* [Data shown]:
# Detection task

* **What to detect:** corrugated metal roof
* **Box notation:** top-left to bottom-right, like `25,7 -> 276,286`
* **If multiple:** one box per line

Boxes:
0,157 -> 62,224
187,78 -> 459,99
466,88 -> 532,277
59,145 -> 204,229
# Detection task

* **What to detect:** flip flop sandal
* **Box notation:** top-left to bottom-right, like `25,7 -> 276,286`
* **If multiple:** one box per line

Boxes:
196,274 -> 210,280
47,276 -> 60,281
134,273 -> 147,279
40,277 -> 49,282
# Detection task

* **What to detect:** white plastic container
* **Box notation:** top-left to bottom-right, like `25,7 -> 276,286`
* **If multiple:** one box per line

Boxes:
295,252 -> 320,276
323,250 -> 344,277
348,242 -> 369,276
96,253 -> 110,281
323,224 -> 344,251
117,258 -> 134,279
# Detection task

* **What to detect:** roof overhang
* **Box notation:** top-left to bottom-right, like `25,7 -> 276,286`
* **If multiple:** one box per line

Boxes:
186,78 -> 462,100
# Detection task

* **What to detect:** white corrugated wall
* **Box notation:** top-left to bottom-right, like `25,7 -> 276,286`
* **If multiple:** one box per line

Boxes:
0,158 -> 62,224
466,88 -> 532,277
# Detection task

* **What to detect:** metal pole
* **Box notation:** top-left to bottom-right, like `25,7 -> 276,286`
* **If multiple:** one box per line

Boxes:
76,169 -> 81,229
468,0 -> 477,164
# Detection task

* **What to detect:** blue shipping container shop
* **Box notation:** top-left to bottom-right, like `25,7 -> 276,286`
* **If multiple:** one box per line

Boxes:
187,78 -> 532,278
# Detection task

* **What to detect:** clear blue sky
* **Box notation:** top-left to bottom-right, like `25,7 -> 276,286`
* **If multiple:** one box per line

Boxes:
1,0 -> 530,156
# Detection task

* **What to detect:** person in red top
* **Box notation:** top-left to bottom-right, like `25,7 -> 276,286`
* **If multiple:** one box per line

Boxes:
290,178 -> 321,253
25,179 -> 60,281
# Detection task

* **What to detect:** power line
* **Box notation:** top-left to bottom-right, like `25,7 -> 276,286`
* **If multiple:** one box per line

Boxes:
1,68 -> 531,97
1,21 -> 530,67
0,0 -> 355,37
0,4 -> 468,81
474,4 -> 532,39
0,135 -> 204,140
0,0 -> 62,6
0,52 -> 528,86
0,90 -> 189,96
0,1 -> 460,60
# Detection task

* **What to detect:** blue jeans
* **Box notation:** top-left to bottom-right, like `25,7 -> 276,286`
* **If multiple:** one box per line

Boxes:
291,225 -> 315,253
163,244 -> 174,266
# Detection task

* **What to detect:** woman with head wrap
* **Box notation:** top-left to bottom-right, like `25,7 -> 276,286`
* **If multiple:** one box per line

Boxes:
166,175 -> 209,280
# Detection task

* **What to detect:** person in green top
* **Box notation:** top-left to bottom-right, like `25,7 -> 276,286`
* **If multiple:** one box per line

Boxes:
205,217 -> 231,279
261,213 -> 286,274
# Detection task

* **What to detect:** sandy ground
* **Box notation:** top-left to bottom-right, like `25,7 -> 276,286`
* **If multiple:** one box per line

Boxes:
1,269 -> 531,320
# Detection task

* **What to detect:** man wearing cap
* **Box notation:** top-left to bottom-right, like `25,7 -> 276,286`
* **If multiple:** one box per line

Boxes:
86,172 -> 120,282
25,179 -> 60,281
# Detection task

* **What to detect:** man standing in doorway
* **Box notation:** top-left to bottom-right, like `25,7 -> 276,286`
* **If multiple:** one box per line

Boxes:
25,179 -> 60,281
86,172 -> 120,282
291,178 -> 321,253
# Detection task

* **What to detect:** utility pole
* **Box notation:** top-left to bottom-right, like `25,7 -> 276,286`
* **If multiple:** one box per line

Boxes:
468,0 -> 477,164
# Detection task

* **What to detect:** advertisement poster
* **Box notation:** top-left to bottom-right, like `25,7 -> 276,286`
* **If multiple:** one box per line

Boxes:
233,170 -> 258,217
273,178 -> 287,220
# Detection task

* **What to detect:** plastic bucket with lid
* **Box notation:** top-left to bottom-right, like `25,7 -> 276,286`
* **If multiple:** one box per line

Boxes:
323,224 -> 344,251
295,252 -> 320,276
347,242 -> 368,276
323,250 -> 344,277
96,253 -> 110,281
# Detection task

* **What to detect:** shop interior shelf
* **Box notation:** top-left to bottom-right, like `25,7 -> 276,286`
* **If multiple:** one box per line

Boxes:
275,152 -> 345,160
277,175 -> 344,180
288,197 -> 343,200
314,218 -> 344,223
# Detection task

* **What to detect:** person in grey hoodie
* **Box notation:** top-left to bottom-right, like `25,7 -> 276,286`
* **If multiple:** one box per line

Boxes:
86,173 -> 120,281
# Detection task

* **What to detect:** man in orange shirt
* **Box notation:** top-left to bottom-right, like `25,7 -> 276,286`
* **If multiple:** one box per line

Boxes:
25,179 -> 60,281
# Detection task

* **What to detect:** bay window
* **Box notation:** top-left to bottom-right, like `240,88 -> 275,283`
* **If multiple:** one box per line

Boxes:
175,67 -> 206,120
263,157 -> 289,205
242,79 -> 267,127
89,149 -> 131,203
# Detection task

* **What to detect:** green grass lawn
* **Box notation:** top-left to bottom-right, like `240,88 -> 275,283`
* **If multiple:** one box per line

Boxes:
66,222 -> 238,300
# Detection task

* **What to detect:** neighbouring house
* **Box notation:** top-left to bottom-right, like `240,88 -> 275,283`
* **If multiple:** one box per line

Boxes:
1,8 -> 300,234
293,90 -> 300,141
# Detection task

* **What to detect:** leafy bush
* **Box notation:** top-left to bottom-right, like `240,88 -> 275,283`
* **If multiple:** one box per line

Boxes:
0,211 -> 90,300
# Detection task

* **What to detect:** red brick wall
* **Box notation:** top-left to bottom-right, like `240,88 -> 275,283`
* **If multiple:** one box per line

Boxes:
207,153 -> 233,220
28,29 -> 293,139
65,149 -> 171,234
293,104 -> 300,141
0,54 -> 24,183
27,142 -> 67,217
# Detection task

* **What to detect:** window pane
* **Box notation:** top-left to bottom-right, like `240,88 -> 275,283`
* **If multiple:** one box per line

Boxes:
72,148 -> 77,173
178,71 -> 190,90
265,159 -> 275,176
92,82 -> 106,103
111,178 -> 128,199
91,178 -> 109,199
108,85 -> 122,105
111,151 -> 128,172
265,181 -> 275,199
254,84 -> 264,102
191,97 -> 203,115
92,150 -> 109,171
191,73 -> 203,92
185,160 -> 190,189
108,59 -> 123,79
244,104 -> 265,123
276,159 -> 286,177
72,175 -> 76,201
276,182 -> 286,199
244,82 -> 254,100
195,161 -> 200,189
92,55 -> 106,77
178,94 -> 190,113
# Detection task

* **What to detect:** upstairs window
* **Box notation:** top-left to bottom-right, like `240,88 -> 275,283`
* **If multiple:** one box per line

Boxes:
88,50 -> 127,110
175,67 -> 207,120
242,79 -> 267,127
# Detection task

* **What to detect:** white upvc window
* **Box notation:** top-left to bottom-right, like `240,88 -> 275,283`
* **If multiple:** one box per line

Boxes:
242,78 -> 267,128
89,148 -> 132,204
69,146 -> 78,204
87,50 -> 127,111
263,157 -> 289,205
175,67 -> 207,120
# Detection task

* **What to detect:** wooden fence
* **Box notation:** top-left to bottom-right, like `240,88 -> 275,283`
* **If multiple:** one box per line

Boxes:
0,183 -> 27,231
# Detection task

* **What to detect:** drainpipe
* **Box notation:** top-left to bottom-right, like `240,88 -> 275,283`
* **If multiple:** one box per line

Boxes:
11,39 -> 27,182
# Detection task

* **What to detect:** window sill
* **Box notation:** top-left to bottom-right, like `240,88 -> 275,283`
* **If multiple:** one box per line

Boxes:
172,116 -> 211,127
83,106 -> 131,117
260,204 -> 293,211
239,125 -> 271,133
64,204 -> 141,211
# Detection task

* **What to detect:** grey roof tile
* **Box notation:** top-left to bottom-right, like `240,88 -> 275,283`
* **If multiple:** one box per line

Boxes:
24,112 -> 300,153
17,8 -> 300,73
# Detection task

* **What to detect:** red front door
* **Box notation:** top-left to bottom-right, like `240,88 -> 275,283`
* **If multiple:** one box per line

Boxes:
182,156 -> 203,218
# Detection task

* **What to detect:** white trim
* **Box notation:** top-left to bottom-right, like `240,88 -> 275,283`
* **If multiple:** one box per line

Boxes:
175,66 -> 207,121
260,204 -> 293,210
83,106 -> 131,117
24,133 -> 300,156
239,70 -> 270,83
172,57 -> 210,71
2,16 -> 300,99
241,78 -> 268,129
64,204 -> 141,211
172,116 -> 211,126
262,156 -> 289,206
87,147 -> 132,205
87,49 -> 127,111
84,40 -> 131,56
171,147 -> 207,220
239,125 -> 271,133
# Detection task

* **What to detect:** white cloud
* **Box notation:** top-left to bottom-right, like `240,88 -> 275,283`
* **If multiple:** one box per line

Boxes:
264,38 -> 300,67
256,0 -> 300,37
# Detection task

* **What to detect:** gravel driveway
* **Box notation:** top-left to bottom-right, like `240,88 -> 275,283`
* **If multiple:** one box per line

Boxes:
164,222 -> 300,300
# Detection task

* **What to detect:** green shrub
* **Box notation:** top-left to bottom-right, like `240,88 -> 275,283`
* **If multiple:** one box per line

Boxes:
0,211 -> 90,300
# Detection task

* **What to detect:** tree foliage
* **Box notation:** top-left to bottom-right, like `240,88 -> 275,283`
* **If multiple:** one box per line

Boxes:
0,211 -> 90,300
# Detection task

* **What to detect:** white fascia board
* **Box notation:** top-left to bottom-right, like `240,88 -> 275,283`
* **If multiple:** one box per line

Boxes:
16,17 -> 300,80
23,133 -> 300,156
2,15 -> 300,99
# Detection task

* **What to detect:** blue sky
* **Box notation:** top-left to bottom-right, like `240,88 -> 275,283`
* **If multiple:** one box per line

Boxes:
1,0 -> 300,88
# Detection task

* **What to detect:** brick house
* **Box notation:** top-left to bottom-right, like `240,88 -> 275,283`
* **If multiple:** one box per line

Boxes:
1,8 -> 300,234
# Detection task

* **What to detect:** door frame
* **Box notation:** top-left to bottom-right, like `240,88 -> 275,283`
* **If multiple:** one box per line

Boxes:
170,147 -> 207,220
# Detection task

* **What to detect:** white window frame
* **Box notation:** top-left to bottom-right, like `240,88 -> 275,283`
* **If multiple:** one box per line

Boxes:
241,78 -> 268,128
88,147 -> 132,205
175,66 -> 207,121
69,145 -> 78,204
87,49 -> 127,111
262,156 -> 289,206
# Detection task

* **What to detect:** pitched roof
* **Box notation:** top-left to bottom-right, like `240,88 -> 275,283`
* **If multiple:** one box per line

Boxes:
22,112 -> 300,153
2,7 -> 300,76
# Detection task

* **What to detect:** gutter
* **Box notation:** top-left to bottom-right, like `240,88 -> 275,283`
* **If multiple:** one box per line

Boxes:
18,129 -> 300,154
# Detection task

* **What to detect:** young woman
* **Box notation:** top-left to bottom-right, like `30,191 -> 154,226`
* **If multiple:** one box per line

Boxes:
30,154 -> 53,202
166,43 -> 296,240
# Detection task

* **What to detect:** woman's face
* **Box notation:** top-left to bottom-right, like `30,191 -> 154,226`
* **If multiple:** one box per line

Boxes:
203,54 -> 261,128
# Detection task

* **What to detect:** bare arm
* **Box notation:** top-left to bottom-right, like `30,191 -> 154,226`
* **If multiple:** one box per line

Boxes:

* [Task to complete]: Which lines of the data include the string "with"? Find them and copy each one.

* [Result of this exercise]:
* **What to detect:** woman with head wrap
* **What to detect:** plastic bucket with lid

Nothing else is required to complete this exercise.